TASK: Lay out the entries below as a two-column CSV with the columns entry_text and answer, starting at the entry that contains "the woman's face" and ending at the final entry. Give one row per entry, with each value in a single quoted field and line breaks replaced by spaces.

Stored data:
********************

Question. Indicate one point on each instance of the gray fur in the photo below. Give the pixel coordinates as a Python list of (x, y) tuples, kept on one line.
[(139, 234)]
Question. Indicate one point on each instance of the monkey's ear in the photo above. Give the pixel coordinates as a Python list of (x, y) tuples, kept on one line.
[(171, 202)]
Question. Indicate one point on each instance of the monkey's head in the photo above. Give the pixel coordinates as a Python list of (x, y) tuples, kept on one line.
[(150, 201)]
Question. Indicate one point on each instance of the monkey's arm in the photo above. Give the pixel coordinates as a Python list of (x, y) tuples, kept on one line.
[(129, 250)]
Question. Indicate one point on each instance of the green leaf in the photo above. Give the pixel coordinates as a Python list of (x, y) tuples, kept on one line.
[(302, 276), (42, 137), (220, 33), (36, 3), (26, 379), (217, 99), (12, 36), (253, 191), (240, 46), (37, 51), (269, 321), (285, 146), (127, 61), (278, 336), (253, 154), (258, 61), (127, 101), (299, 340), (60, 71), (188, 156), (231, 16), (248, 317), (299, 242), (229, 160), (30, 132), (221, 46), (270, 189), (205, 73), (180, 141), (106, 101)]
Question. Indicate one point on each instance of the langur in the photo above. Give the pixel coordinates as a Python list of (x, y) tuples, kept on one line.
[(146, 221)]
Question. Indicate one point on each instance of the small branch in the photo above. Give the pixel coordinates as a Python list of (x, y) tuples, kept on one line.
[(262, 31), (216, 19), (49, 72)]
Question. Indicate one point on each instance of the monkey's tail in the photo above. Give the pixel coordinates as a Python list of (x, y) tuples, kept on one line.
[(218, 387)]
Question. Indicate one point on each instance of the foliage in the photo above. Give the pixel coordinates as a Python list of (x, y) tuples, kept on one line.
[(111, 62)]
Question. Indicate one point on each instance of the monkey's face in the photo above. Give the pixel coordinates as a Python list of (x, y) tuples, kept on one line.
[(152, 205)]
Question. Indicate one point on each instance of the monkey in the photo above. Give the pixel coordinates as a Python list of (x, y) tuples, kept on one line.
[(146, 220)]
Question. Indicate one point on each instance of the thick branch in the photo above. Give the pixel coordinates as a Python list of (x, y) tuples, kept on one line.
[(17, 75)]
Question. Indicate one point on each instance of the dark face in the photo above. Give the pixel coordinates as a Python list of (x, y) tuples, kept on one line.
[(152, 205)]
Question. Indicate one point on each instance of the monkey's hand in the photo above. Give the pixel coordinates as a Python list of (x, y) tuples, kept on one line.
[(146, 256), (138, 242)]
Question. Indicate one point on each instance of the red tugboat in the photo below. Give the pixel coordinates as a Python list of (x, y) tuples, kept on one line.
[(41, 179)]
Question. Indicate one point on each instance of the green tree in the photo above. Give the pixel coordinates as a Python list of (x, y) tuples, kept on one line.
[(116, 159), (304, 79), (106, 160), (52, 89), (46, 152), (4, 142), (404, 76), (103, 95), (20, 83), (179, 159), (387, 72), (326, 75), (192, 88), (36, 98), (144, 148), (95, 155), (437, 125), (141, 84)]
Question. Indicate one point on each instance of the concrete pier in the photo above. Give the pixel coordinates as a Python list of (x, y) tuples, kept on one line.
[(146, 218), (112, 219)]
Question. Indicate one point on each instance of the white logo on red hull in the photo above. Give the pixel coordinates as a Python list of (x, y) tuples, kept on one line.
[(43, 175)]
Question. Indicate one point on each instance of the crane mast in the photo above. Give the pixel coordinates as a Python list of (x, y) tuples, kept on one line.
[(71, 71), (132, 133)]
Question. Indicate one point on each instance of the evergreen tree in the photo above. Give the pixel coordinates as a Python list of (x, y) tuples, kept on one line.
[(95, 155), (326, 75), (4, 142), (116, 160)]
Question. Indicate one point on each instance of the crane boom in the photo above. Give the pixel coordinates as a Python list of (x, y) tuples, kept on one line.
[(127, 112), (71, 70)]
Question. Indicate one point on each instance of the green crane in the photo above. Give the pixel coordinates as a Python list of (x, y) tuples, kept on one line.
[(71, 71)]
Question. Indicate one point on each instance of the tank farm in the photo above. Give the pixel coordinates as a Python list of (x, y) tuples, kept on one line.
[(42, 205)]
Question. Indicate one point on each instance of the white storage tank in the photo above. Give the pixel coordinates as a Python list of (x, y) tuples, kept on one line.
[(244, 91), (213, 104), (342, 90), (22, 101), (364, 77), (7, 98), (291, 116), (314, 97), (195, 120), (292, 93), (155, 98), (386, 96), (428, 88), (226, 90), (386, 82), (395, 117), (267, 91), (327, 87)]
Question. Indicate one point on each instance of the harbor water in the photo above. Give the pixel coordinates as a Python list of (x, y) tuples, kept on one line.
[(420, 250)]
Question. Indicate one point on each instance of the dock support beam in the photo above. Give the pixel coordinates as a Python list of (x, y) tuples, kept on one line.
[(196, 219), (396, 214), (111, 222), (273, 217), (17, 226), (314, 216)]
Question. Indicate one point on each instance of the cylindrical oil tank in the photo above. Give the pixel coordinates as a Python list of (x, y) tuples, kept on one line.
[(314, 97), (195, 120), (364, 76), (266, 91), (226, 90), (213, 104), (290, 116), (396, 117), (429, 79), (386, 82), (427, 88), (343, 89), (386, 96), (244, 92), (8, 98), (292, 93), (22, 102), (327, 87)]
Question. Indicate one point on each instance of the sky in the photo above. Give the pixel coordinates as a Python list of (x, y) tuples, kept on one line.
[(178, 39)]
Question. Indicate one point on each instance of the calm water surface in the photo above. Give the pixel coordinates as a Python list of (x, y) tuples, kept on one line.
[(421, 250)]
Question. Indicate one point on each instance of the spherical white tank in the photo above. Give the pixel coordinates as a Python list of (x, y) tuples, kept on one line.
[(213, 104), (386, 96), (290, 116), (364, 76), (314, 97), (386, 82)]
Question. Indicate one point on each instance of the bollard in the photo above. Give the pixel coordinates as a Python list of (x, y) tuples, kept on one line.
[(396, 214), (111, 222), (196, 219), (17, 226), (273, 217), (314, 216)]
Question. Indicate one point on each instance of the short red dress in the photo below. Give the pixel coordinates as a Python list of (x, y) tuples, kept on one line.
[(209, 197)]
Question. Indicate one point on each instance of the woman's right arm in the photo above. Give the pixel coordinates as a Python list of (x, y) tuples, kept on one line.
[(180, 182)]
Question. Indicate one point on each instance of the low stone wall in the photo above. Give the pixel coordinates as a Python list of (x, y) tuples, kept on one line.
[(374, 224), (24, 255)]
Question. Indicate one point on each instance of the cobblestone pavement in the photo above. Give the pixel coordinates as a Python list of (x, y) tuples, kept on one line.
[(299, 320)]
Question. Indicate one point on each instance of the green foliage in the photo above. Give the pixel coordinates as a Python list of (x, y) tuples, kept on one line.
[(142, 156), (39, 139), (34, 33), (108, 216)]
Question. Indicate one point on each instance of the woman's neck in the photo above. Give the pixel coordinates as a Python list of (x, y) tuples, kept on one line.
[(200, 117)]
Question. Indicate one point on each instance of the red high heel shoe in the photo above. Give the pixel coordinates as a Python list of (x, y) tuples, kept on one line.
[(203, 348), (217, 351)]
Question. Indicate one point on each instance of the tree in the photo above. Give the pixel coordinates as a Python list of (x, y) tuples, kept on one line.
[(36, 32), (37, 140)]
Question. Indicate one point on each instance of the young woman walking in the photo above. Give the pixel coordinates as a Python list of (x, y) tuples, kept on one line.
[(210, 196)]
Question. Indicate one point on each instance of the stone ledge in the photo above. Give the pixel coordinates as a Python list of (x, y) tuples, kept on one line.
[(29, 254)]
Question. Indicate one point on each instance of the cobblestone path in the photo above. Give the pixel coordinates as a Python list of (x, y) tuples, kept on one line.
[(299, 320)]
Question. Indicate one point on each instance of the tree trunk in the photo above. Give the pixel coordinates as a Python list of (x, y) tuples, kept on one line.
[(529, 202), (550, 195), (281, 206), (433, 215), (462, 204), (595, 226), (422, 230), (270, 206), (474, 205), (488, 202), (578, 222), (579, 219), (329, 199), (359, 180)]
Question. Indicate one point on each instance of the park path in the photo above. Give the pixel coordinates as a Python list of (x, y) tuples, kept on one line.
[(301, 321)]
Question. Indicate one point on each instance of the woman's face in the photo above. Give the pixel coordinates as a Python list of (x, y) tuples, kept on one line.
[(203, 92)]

********************

ANSWER TO THE EXERCISE:
entry_text,answer
"Question. Indicate one point on each instance of the woman's face in the photo above. Give the pixel coordinates as a Python list of (x, y) tuples, kept on one line.","[(203, 92)]"